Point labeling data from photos
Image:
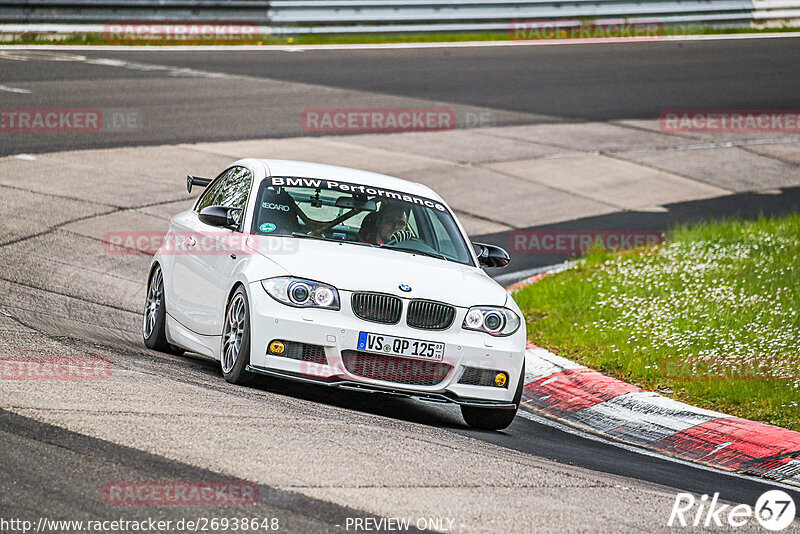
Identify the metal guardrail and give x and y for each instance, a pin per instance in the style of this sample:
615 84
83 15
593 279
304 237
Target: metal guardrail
367 16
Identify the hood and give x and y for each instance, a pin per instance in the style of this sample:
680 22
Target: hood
358 268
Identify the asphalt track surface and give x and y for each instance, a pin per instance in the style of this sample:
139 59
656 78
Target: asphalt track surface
528 84
521 85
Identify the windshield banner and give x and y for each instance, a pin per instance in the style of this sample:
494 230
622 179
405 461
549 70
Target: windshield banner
347 187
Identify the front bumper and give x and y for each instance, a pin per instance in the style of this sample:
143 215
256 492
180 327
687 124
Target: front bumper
338 331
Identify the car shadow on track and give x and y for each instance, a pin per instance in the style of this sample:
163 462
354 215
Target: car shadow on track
384 405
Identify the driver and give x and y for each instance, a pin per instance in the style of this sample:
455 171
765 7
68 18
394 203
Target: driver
390 223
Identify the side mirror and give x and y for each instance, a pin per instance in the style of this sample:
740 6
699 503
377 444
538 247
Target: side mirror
491 255
194 180
221 216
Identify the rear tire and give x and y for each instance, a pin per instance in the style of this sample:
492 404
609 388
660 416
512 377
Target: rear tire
154 330
494 418
235 352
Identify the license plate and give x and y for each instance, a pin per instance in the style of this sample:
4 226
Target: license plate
400 346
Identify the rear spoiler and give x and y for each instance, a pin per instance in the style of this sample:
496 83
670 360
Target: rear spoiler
194 180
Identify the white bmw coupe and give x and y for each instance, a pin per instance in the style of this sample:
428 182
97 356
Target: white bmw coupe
340 277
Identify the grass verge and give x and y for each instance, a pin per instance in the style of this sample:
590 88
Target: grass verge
712 318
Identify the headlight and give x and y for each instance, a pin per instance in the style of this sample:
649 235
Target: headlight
492 320
302 293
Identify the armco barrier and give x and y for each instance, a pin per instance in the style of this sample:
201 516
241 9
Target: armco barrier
364 16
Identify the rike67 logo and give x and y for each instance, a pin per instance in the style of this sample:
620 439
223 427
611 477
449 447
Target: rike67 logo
774 510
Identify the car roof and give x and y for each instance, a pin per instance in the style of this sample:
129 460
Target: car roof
303 169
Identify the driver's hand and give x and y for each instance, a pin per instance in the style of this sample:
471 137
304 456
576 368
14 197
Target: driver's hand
402 235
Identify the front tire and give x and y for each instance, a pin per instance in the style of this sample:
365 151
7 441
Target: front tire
235 354
154 331
494 418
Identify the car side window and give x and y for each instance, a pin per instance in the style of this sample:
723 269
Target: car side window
234 190
211 192
229 190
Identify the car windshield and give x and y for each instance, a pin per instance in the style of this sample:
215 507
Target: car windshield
358 214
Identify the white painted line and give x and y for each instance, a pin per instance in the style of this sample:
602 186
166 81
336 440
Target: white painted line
8 89
642 417
646 452
402 46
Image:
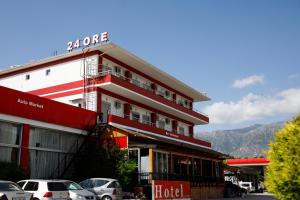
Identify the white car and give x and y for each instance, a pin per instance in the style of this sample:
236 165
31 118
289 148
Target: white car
78 193
105 188
11 191
247 185
45 189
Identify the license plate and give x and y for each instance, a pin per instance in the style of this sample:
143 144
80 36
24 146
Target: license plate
18 198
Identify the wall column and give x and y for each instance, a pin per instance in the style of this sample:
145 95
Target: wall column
24 157
100 64
191 131
99 103
153 119
127 111
174 126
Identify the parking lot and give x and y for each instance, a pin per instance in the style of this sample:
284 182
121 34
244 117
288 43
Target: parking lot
253 196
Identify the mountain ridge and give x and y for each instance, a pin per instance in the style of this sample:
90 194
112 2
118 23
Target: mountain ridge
251 141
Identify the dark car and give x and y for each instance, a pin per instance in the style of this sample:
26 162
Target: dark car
233 190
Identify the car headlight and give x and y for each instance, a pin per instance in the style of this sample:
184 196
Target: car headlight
3 197
80 196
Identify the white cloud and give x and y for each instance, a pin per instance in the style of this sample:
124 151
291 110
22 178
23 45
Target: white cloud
250 80
252 107
293 76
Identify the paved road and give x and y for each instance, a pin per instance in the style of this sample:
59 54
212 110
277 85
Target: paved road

> **WHAT THE EXERCISE ASKS**
Can you rewrite the records from the line holding "Identify the dark" through the end of the records, inclusive, keeping every request line and the sample points under it unchanged? In the answer points only, multiply each x and y coordinate by 2.3 and round it to a whole number, with halves rounded up.

> **RESULT BELOW**
Identify the dark car and give x and y for each instance, a pin per instance in the style of this sample:
26 162
Target: dark car
536 437
Identify the car headlight and give x and y for each instance, a pin per instance in the style of this sample:
184 196
Target: car headlight
7 453
184 451
Identify the white cloud and give x and y for each instance, a pin per instance in the style of this sample:
124 151
291 110
22 178
23 45
Target: white cloud
575 184
580 246
674 175
Identify the paved road and give x and y for each instance, a pin per instance in the style of this sample:
59 54
212 110
277 85
Target: paved road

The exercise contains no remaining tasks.